--- start ---

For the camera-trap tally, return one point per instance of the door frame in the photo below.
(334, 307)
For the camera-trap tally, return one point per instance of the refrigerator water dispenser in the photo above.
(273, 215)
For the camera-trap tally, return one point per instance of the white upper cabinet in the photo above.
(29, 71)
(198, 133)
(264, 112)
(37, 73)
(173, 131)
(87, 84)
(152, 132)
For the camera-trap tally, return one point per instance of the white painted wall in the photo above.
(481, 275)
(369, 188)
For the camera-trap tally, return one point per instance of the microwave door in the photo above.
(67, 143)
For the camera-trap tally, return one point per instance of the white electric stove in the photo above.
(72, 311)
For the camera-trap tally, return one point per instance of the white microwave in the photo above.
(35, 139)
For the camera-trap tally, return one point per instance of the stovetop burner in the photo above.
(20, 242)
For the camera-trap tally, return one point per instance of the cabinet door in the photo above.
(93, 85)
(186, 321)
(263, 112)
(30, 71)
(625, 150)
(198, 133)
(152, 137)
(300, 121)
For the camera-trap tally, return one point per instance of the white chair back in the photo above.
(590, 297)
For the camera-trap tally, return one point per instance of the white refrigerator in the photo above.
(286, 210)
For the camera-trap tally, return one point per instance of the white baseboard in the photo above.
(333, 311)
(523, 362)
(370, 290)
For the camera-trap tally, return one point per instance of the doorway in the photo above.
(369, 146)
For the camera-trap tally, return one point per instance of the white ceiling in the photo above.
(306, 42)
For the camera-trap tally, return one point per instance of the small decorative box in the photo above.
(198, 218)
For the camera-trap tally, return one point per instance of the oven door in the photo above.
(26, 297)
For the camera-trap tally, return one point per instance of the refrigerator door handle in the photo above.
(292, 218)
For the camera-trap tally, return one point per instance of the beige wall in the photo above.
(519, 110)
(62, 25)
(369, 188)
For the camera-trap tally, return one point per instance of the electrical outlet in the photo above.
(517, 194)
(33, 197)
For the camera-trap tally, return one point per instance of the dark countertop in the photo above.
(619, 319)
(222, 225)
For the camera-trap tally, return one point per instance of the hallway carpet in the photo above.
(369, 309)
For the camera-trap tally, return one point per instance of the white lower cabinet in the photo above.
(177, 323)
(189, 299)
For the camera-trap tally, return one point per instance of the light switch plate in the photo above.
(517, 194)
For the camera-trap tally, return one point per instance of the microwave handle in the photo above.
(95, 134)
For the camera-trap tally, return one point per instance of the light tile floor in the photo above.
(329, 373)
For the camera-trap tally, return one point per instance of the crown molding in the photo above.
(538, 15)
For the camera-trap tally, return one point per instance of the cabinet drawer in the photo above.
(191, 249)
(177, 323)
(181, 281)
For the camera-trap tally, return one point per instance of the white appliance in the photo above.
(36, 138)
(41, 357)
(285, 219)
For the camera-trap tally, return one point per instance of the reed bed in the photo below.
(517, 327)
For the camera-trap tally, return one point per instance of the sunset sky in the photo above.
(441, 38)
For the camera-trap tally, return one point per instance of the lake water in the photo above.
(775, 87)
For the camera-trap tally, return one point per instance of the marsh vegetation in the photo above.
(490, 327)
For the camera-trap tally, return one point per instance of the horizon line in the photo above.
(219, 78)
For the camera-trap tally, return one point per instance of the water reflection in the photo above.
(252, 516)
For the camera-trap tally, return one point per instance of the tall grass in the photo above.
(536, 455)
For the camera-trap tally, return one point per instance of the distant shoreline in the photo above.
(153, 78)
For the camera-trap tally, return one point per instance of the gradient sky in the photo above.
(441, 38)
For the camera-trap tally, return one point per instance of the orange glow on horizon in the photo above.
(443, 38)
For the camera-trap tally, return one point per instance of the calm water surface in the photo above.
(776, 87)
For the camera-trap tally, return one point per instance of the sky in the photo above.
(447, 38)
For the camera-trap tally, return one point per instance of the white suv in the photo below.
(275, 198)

--- end ---
--- start ---

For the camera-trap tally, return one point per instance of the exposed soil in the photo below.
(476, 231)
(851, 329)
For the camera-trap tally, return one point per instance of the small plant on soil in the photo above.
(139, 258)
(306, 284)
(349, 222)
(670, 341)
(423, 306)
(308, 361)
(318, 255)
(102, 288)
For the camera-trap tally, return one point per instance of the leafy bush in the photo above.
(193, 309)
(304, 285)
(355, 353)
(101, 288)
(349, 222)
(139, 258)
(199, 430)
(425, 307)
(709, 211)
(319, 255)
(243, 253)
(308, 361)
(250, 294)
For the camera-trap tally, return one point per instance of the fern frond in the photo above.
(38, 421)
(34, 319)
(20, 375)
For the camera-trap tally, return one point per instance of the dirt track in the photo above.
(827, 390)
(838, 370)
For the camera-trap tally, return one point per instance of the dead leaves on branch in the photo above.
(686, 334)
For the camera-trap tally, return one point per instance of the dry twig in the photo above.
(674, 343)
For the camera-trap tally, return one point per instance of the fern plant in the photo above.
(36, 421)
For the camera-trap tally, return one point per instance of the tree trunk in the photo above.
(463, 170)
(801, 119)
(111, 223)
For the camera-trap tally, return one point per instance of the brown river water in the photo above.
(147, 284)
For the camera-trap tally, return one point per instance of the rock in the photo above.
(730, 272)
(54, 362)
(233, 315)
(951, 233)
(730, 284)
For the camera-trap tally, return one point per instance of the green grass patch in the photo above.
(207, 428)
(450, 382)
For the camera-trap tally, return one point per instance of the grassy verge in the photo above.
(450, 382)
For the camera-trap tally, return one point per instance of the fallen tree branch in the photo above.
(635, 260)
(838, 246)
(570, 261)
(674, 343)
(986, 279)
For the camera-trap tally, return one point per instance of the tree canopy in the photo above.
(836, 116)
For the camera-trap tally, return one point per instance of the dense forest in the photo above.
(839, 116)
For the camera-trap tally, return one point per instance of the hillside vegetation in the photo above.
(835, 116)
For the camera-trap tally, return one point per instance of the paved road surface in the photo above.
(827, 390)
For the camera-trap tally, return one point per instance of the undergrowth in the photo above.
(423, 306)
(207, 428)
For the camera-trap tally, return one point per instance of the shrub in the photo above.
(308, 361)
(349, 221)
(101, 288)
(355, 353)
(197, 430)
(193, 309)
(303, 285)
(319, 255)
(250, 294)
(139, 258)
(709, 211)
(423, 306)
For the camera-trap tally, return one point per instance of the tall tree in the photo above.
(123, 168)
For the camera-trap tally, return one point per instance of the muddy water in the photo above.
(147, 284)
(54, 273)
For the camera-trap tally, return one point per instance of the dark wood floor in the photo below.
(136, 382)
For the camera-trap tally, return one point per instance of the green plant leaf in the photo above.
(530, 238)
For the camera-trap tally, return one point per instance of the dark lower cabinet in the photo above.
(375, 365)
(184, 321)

--- end ---
--- start ---

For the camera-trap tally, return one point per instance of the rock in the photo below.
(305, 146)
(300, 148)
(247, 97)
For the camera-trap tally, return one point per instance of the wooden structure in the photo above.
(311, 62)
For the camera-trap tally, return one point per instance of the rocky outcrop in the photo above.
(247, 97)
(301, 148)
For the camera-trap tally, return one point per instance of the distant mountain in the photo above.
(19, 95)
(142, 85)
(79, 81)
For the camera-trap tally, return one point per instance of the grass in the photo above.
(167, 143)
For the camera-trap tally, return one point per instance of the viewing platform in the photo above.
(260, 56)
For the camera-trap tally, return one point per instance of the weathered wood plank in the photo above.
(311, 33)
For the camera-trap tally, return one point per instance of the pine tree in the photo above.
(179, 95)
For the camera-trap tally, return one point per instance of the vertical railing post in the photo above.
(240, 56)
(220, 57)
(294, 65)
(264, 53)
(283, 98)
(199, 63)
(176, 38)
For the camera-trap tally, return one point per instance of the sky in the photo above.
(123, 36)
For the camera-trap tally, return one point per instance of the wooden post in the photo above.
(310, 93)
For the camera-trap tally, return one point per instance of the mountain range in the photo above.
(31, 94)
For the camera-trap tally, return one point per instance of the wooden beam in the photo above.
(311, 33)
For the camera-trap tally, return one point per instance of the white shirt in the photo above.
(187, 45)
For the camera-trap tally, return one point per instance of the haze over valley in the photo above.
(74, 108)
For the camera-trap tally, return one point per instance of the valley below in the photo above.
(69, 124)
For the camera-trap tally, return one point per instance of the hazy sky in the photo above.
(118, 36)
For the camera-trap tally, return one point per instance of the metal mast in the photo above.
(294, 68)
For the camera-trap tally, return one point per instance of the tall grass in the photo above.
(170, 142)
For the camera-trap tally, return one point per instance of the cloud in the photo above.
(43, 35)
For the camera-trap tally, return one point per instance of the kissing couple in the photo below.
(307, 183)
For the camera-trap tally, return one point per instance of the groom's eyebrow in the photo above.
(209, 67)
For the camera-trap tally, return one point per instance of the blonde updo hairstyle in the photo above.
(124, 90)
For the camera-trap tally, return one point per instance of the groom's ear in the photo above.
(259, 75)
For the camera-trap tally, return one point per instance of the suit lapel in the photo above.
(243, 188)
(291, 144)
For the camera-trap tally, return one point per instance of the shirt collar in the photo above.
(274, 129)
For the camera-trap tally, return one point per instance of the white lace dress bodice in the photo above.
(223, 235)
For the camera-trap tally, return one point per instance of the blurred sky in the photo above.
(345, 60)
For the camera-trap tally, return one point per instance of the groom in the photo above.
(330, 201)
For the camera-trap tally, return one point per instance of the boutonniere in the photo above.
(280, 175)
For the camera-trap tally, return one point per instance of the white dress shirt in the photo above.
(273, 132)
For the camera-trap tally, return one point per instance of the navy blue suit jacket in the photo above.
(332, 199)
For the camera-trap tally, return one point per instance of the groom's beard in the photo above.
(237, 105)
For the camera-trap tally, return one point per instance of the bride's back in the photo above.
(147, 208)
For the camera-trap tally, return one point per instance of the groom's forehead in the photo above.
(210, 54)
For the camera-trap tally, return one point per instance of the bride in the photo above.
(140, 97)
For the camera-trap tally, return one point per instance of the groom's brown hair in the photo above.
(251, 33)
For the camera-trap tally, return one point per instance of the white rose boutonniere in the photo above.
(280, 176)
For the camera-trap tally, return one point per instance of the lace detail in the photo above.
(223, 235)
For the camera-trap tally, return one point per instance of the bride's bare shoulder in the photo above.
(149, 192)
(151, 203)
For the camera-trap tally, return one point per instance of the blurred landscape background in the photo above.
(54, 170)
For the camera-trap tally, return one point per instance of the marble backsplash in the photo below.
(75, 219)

--- end ---

Gather each line in the records above that contains the word "dress", and copy those lines in full.

For the camera-trap tally, return one point per instance of the white lace dress bodice in the photo above.
For the camera-trap tally, return one point per instance of the white dress shirt in the photo above.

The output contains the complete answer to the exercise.